**ENTRIES SHOWN**
++++++
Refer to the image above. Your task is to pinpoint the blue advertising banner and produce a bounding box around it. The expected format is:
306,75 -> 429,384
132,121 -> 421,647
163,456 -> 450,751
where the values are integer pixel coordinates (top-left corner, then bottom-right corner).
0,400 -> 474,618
++++++
**AIM OF THE TASK**
Turn every line of the records above into a numbered list, leaving out any blank lines.

**RESULT OF THIS TASK**
1. Refer to the image above. Your task is to pinpoint the blue advertising banner and produce a bounding box around it. The expected format is:
2. 306,75 -> 429,384
3. 132,121 -> 421,647
4. 163,456 -> 450,751
5. where the values are integer pixel coordinates (top-left corner, then bottom-right corner).
6. 0,400 -> 474,618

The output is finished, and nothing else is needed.